**Work to complete:** Whichever lines of the entries hold the word "slab" should be identified and copied.

Recorded data:
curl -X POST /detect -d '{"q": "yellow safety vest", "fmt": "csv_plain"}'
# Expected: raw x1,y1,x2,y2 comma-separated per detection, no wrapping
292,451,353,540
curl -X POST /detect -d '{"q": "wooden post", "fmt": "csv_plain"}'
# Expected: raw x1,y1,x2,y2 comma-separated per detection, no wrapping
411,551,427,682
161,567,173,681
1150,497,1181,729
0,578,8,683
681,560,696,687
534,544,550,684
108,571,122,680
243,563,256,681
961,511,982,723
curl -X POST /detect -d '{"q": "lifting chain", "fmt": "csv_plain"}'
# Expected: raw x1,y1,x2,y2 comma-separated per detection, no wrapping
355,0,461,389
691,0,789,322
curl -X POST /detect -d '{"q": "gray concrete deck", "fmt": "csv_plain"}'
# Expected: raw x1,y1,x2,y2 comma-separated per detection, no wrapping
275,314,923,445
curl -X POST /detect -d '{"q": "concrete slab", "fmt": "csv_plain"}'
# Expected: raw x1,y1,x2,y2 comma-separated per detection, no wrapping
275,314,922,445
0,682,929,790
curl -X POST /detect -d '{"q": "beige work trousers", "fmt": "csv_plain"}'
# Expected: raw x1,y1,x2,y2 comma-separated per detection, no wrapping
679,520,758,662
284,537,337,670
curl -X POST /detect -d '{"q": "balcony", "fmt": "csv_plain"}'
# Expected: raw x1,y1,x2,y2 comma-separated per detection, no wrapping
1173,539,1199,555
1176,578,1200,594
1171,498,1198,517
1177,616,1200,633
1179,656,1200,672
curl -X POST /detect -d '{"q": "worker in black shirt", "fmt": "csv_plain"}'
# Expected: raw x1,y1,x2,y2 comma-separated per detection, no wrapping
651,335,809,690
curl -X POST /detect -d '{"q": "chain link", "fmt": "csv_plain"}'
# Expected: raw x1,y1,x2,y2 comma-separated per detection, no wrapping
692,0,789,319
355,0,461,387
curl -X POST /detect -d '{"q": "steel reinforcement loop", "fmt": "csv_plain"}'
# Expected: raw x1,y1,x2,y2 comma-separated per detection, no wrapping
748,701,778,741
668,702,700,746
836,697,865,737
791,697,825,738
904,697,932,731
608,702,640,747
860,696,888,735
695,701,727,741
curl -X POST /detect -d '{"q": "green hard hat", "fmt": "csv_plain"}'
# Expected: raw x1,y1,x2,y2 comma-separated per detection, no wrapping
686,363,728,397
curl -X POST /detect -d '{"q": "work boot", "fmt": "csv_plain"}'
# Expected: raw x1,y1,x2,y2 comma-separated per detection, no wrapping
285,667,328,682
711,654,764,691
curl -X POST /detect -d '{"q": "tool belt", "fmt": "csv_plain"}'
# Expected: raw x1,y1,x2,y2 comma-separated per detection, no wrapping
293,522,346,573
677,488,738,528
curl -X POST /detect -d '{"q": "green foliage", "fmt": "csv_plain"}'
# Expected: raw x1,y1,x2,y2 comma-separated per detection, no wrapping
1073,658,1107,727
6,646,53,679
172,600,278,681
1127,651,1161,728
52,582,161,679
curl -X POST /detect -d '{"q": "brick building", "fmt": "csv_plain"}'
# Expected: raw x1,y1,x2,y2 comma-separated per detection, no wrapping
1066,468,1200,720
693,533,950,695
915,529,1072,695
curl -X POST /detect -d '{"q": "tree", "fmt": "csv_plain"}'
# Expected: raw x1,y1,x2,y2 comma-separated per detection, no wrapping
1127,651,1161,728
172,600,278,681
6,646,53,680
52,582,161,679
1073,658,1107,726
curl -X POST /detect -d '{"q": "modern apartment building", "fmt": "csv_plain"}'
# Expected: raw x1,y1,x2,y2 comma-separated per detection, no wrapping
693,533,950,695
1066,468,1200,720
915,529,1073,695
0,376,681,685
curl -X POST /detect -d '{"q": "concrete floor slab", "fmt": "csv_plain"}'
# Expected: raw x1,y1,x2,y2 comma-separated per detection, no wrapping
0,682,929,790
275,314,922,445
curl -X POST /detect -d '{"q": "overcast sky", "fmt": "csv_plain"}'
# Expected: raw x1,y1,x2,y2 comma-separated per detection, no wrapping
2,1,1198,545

**Answer space:**
curl -X POST /detect -d '{"q": "concrete slab", "fmt": "csv_plain"}'
curl -X POST /detect -d '{"q": "concrete floor slab", "fmt": "csv_plain"}'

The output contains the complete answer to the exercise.